*Tugas Wajib 1*
Ubah skala baris-baris catatan mulai dari baris yang memuat "the shrub in the photo above." hingga akhir catatan, kedua ujungnya ikut disertakan. Tulis ulang semua baris itu beserta permintaannya, dengan setiap koordinat titik pada jawaban dikalikan 2 dan dibulatkan ke bilangan bulat (nilai setengah dibulatkan ke atas).

*Potongan Teks*
----
Belum lama berselang, seorang bocah yang mencuri sandal jepit milik
seorang polisi, terancam hukuman lima tahun penjara. Juga beberapa hari
lalu, dua orang pemuda difabel (cacat mental) ditahan karena mencuri
sembilan tandan pisang yang harganya tidak sampai seratus ribu. Ada lagi
kasus dimana seorang bocah dibui lima tahun hanya karena mencuri pulsa
sepuluh ribu. Bahkan ada juga seorang nenek yang ditahan satu bulan
hanya karena mencuri tiga butir kakao.
Oke,
terlepas dari apapun alasannya, mencuri adalah suatu perbuatan tercela
yang pantas mendapatkan hukuman. Akan tetapi, pantaskah ketika hukuman
tegas tersebut hanya diberikan kepada rakyat kecil? Ketika golongan
berduit yang mencuri uang rakyat, bahkan ketika kerugian yang
ditimbulkannya jauh lebih besar dibanding nominal curian sang rakyat
kecil, hukuman yang diberikan terkesan lebih ringan. Hukum di negeri ini
cenderung tidak berdaya melawan penguasa dan pemilik modal. Para elite
negeri ini dapat dengan mudah berkelit dari jeratan hukum, menggunakan
kekuasaan dan uang yang ia miliki. Bahkan tidak hanya perangkat
hukumnya, aparat penegak hukum juga pemerintah saat ini kurang memiliki
keberpihakan terhadap rakyat kecil. Termasuk diantaranya adalah kurang
membantu rakyat kecil untuk memperoleh keadilan ketika berhadapan dengan
hukum.
Guru
Besar Sekolah Tinggi Filsafat Driyakarya, Mudji Santoso berpendapat,
boleh dibilang hukum di Indonesia saat ini justru menjadi sumber dari
ketidak adilan. Bisa disimpulkan seperti ini, karena hampir semua
perangkat hukum di Indonesia memihak pada pemegang kekuasaan dan pemilik
modal, bukan memihak pada kebenaran dan keadilan. Keadilan justru
ditentukan oleh kombinasi dari permainan kepentingan, kekuasaan,
jabatan, dan uang. Kondisi ini sangat berbahaya, karena yang berlaku
dalam kehidupan ini semakin mirip dengan hukum rimba. Siapa yang kuat,
ia yang menang. Masyarakat akan mengalami krisis, dan hukum akan
terlecehkan.
Putusan
bersalah yang dijatuhkan pada AAL yang mencuri sendal jepit itu karena
hakim terlalu kaku dalam menilai suatu perkara. Hakim justru tak mampu
memahami esensi dari hukum, serta kearifan yang terkandung dalam aturan
hukum. Hakim bukanlah komputer yang jika diinputkan suatu nilai, maka
outputnya pasti adalah hasil operasi dari nilai tersebut tanpa melihat
faktor-faktor lain diluar nilai tersebut. Suatu kesalahan dalam membuat
suatu putusan apabila mengaplikasikan ketentuan tanpa melihat substansi
dari hukum itu sendiri. Sebagai contoh adalah terdapat dua fakta.
----
*Catatan penempatan titik*

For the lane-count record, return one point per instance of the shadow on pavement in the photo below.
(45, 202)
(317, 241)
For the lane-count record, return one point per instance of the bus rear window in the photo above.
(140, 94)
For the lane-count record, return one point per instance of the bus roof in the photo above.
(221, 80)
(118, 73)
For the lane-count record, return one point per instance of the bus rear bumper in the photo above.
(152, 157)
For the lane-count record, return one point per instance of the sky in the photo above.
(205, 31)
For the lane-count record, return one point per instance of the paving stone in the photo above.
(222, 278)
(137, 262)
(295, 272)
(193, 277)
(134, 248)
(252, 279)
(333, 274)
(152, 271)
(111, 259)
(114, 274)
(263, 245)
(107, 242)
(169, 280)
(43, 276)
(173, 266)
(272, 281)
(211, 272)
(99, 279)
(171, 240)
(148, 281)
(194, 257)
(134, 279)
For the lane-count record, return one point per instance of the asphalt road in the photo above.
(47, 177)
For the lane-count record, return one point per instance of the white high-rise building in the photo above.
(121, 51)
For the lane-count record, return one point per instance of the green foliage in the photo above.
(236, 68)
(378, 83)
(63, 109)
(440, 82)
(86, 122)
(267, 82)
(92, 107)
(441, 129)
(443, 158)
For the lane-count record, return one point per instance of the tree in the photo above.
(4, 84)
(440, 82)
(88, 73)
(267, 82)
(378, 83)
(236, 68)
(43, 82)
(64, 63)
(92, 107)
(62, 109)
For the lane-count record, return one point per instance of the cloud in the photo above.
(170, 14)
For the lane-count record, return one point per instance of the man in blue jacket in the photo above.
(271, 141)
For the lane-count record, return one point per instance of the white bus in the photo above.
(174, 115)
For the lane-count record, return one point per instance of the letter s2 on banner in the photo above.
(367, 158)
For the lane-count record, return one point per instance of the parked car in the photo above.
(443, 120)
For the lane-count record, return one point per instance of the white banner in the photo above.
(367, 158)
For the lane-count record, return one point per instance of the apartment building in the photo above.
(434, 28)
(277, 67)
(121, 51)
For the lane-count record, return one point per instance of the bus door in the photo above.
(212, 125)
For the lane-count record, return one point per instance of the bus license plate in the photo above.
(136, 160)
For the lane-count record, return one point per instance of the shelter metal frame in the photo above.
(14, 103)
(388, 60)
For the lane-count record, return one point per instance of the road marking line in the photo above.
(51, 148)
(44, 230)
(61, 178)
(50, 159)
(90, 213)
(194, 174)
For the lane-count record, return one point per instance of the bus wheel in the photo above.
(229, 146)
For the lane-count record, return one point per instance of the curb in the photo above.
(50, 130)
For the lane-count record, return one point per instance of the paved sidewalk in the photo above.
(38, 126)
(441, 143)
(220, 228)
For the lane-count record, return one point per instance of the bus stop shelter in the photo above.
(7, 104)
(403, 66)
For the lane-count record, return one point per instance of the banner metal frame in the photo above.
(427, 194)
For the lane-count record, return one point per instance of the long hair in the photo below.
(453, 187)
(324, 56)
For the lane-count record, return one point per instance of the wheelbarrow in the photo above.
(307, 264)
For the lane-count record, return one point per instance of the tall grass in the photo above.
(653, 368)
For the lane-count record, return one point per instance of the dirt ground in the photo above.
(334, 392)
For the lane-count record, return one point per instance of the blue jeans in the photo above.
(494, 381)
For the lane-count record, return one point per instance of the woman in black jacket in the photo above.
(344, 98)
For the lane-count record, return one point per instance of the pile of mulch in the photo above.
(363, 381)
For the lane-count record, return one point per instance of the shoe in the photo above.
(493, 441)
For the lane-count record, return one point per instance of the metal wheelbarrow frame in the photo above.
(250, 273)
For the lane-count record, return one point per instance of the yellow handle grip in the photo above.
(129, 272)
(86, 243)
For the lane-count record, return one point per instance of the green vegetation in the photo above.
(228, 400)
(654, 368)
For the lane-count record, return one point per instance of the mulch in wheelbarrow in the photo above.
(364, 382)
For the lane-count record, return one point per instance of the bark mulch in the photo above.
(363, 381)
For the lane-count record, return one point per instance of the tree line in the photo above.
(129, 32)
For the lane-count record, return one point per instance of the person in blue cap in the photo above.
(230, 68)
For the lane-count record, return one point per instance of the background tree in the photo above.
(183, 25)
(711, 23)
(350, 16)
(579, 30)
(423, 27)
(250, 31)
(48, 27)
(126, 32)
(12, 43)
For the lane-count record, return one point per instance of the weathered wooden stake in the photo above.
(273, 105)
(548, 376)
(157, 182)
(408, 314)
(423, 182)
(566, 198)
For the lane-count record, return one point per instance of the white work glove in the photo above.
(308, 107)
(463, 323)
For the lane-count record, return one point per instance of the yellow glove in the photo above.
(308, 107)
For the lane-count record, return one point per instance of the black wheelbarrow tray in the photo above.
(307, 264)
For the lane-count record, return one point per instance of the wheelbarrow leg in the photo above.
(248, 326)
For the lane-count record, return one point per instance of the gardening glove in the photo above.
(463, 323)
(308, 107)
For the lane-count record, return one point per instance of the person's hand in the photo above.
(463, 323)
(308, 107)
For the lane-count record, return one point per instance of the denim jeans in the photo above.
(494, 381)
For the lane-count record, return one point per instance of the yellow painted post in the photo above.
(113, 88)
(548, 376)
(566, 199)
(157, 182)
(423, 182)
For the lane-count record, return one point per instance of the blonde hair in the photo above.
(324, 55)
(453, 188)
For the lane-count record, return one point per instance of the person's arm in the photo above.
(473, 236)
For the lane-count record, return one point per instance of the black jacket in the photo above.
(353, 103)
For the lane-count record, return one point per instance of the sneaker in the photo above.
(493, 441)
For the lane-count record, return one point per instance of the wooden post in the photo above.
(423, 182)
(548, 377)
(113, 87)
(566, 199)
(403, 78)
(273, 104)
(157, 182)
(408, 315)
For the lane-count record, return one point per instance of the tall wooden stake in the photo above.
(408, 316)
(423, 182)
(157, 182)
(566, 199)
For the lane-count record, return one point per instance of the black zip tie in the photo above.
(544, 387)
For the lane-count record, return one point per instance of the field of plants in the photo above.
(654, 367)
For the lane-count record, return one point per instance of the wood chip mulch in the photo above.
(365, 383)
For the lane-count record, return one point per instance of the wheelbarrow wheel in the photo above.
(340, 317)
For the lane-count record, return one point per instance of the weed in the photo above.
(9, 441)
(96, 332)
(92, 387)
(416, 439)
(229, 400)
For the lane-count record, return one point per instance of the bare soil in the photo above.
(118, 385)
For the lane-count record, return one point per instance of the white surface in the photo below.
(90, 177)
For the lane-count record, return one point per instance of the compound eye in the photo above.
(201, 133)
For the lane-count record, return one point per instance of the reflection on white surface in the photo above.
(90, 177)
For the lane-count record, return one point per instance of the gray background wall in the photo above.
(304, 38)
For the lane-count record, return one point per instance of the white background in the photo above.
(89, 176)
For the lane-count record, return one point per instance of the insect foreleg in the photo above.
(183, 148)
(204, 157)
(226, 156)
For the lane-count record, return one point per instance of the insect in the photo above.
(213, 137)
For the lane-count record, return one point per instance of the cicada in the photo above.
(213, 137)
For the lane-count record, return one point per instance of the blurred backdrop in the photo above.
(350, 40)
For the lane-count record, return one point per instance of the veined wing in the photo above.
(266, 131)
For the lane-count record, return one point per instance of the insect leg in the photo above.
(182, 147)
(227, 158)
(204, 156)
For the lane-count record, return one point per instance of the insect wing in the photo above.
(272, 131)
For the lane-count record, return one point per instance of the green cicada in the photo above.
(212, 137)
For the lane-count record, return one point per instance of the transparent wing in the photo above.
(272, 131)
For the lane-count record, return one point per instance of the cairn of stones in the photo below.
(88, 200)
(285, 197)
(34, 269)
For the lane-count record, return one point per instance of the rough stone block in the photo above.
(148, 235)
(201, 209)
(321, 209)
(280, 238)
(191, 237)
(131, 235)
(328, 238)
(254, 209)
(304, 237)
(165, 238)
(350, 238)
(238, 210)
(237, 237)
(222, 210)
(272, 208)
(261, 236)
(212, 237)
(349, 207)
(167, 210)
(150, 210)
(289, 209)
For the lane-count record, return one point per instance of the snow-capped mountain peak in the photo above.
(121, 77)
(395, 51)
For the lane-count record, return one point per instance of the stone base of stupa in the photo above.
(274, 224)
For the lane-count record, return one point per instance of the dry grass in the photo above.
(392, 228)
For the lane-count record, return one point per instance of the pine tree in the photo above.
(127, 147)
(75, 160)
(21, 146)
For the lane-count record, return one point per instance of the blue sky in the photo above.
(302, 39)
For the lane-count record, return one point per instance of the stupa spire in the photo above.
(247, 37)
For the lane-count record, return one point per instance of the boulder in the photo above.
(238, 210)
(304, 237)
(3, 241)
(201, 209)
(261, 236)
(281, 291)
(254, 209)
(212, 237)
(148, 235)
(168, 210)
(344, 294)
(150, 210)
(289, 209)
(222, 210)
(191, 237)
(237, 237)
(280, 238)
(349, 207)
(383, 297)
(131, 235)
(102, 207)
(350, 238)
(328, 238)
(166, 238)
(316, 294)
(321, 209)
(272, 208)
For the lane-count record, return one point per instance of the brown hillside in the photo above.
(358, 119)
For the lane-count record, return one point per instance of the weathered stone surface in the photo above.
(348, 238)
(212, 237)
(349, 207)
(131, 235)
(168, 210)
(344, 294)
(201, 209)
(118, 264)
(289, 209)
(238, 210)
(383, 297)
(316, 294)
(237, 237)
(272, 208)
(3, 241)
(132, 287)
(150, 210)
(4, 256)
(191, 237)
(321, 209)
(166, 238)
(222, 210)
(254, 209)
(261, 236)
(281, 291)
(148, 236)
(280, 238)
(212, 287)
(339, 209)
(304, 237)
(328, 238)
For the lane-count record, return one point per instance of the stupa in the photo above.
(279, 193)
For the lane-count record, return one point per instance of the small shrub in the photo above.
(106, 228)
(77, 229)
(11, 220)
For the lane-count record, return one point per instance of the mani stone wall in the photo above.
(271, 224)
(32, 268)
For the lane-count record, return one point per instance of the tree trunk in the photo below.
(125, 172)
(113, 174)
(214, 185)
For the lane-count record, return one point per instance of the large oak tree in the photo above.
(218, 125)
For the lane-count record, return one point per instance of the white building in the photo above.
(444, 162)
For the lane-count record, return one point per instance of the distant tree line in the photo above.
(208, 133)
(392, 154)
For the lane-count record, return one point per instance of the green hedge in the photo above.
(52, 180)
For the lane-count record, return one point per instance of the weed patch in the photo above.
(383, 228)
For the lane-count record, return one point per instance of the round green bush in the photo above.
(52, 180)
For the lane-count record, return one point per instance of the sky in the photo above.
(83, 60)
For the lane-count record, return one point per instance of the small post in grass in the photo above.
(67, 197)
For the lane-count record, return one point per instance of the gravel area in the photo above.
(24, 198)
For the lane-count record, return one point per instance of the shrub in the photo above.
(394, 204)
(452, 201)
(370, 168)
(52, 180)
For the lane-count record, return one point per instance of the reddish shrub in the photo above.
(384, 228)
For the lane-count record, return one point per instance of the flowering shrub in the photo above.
----
*Tugas Wajib 2*
Jawablah pertanyaan berikut berdasarkan potongan teks tentang ketidakadilan hukum.
(a) Berapa butir kakao yang dicuri oleh nenek yang ditahan satu bulan?
(b) Apa jabatan Mudji Santoso?
(c) Menurut teks, hakim bukanlah apa?

*Jawaban Tertulis 1*
For the lane-count record, return one point per instance of the shrub in the photo above.
(788, 408)
(904, 402)
(740, 336)
(104, 360)
For the lane-count record, return one point per instance of the reddish shrub in the photo above.
(768, 456)
For the lane-count record, return one point per instance of the flowering shrub in the photo above.

*Jawaban Tertulis 2*
(a) Tiga butir kakao.
(b) Guru Besar Sekolah Tinggi Filsafat Driyakarya.
(c) Hakim bukanlah komputer.